Dataset entries:
= Beginning of Section =

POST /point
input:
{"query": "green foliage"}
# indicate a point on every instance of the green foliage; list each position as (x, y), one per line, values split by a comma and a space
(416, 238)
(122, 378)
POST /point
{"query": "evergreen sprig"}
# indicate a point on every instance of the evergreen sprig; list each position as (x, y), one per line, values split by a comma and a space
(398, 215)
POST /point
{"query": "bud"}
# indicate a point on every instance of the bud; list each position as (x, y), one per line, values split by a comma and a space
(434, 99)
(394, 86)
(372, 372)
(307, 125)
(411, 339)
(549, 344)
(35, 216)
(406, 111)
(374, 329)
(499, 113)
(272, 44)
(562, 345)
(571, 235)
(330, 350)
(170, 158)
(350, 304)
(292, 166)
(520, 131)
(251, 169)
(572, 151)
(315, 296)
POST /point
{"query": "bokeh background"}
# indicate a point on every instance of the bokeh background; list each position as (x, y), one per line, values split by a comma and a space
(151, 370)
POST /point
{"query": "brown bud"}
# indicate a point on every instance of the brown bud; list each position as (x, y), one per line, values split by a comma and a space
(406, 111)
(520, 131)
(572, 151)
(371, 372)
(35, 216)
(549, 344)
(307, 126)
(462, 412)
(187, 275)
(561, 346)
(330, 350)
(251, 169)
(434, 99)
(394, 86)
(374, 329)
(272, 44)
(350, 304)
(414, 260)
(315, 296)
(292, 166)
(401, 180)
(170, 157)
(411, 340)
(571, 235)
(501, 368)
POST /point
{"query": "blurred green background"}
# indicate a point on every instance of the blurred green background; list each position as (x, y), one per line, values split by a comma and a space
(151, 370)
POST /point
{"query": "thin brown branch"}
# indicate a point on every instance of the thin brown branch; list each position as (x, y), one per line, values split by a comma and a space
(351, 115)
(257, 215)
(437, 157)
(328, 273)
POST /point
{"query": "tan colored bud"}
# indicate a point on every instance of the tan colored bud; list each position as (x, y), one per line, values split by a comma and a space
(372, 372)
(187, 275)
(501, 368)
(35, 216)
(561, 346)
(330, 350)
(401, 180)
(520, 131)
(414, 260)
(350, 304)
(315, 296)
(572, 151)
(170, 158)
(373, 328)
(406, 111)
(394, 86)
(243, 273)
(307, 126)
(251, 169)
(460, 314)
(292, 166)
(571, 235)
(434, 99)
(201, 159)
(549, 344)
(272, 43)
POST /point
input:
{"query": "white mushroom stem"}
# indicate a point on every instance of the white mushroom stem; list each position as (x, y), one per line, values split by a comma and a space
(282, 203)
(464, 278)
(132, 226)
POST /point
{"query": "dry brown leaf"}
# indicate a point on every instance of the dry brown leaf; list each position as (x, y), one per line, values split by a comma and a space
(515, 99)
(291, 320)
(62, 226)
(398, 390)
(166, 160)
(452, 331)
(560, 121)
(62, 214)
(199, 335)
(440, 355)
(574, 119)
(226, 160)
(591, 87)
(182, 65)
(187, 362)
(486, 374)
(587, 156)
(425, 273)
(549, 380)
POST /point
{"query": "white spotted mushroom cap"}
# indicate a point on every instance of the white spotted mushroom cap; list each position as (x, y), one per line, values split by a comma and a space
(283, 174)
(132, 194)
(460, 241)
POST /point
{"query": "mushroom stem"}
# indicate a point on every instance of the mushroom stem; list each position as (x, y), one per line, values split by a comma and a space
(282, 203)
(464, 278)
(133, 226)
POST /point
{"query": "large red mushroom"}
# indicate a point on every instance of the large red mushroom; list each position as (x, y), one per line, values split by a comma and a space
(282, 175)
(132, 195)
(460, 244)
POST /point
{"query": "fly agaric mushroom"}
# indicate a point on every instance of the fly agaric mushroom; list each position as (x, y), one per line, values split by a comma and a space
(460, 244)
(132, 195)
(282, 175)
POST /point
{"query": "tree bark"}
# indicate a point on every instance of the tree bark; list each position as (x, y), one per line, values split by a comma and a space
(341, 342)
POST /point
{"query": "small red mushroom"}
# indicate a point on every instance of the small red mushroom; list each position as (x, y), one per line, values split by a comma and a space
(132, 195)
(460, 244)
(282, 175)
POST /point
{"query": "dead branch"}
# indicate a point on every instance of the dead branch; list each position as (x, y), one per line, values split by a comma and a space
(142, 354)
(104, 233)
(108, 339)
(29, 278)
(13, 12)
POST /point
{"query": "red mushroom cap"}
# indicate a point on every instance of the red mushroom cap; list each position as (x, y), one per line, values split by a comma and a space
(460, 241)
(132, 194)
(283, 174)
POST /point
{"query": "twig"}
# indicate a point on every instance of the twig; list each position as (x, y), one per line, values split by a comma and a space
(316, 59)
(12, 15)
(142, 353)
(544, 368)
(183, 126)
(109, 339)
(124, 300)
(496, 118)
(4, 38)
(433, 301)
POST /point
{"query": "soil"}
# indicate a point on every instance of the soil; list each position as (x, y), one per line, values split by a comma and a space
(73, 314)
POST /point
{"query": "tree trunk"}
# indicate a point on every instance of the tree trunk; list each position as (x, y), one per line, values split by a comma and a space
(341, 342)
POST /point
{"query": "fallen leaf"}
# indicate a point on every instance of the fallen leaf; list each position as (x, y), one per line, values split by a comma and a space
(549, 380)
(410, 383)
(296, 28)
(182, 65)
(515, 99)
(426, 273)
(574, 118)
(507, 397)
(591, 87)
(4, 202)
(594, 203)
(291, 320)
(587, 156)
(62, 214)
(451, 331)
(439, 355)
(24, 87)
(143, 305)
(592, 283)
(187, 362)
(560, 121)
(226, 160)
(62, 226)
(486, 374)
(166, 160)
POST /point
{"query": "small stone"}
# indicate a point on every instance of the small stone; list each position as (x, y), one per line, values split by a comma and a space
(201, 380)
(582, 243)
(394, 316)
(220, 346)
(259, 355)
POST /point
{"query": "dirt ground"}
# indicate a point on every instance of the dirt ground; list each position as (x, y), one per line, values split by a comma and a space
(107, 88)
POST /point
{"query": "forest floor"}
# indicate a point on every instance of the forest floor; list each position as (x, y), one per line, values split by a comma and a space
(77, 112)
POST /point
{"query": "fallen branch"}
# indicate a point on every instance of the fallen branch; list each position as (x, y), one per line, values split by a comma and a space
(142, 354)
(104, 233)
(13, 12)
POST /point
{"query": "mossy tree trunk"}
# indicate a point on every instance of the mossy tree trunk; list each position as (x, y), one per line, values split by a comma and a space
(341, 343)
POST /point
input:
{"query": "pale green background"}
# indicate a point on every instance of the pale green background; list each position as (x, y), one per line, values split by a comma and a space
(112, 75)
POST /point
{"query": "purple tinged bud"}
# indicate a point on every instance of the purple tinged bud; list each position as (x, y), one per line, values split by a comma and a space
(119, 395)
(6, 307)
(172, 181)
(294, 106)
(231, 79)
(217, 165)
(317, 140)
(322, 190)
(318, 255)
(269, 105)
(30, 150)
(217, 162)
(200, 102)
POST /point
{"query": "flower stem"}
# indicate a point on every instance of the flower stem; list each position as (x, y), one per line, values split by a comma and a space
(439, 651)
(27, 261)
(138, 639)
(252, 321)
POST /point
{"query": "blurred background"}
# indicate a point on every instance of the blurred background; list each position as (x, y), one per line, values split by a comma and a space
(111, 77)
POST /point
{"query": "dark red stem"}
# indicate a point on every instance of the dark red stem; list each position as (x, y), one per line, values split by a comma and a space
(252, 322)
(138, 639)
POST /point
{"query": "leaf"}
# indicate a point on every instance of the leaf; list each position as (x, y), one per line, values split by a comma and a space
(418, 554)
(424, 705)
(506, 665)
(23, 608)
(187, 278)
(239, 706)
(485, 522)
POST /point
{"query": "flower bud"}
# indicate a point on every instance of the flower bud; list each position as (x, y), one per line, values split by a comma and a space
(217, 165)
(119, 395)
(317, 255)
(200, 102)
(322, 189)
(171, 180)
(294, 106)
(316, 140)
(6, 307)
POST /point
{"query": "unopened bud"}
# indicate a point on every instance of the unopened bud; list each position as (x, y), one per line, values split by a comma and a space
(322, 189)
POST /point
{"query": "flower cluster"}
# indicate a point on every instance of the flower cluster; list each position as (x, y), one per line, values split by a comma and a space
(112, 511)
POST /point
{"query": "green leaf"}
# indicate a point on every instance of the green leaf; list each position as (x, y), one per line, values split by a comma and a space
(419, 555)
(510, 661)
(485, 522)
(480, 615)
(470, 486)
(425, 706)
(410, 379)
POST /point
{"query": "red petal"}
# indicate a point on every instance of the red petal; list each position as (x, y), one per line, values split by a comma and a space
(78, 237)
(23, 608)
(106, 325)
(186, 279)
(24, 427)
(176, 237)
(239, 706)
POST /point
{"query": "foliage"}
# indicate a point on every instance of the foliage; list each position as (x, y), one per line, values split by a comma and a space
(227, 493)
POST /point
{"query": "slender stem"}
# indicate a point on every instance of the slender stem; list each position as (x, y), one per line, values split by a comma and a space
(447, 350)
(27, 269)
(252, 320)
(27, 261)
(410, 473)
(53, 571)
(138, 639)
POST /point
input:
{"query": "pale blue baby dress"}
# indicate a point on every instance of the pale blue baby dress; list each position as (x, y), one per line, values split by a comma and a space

= End of Section =

**Task brief**
From the data above, copy each line where the string "baby" appears.

**Answer**
{"query": "pale blue baby dress"}
# indicate a point on every instance of the pale blue baby dress; list each position as (x, y), one per line, values split by a comma and a space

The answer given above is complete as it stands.